= WORK REQUEST 1 =
In the Chicago arrests report, shorten the paragraph beginning "Downtown access will be restricted" into a list while keeping its main facts.
= WORK REQUEST 2 =
Write the next part of the Chicago arrests report, starting after its final sentence.

More than 100 people were arrested in Chicago after an overnight fit of violence that appears to have begun with police exchanging gunfire with a 20-year-old man, Police Superintendent David Brown said Monday.
This was not a protest, he made clear, dubbing it instead 'an incident of pure criminality.' Thirteen officers were injured in frays around the city.
Mayor Lori Lightfoot called it 'deeply painful' and said it had nothing to do with the First Amendment right to peaceably assemble.
'You have no right to take and destroy the property of others,' she said. 'We will not let our city be taken over by criminals and vigilantes, no matter who they are and what they're doing.'
Those arrested were charged with looting, disorderly conduct, and battery against police, Brown said
Police will maintain a heavy presence downtown until further notice, he said. Officers will work 12-hour shifts, and days off are canceled, the superintendent said.
Downtown access will be restricted from 8 p.m. to 6 a.m. The limited access means all Cook County courts, except for bond courts, are closed Monday. Monday's cases will be continued 30 days, Circuit Court Chief Judge Timothy Evans said.
Bus and train service was suspended at police request, but was restored Monday morning, the Chicago Transit Authority said.

= DATASET CONTENT =

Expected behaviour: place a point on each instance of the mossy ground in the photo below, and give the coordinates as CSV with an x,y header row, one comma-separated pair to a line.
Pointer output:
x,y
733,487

==

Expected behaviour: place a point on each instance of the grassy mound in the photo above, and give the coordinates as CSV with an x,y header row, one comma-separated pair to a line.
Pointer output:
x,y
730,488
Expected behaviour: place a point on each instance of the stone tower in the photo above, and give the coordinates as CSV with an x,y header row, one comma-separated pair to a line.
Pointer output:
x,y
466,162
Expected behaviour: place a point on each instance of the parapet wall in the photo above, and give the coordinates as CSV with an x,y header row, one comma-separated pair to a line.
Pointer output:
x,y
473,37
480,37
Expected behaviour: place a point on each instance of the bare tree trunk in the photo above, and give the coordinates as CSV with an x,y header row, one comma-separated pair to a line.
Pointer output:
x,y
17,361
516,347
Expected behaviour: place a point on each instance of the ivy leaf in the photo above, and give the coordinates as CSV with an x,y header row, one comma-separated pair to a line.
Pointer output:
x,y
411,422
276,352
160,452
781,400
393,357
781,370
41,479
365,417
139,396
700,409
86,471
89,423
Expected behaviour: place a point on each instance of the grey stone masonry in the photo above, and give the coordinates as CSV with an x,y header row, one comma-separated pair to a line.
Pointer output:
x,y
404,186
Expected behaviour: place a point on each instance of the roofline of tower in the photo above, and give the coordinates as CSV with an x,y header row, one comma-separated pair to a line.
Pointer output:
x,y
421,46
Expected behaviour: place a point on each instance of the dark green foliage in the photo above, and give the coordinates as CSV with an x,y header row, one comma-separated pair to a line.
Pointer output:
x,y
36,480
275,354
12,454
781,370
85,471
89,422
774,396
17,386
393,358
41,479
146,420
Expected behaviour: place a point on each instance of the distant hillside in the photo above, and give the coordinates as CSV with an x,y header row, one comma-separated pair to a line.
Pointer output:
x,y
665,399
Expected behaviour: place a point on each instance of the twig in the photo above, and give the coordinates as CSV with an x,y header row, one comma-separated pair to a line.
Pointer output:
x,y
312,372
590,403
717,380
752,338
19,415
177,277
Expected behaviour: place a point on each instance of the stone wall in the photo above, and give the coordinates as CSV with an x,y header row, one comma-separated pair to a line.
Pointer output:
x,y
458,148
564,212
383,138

= EXPECTED ANSWER 1 =
- Downtown access is restricted from 8 p.m. to 6 a.m.
- Because of this, all Cook County courts except bond courts are closed Monday.
- Monday's cases will be continued 30 days, according to Circuit Court Chief Judge Timothy Evans.

= EXPECTED ANSWER 2 =
It appears the unrest was born of an officer-involved shooting Sunday, but police brass has said there was a great deal of misinformation regarding the incident.
Chicago police Deputy Chief Yolanda Talley addressed the situation Sunday, well after the crowd took to the streets with 'emotions running high.' An officer suffered an injured shoulder, and another officer was sprayed with mace in the unrest, she said.
A deputy was hit in the face when someone threw a brick through a squad car window, the Cook County Sheriff's Office said. The deputy went to the hospital, officials said.
'This is a direct response to one agitator on the scene getting people worked up without having the whole story,' Talley said.
Police responded to reports of an armed man about 2:30 p.m. (3:30 p.m. ET), and upon arrival attempted to question a 20-year-old man with a previous arrest record, Brown said. He took off, police gave chase, and as the man fled he opened fire on the officers, Brown said.
Officers shot back, hitting him, the police superintendent said. The man was taken to University of Chicago Medical Center and is expected to survive, he said. Three officers were taken to a hospital for observation.
The suspect's gun was recovered at the scene, police said in a statement.
The man has faced criminal charges four times previously, including burglary, child endangerment and domestic battery, Brown said.
Stores hit hard
CNN crews saw a heavy police presence overnight on Michigan Avenue, which makes up part of the Magnificent Mile commercial strip. Large groups gathered shortly after midnight and vandalized businesses overnight. Looters were seen taking expensive shoes and bags from a Nordstrom.
Video taken outside of Saks Fifth Avenue shows armed police officers standing near the entry door. Its glass is broken out, and the security gate inside is partially raised.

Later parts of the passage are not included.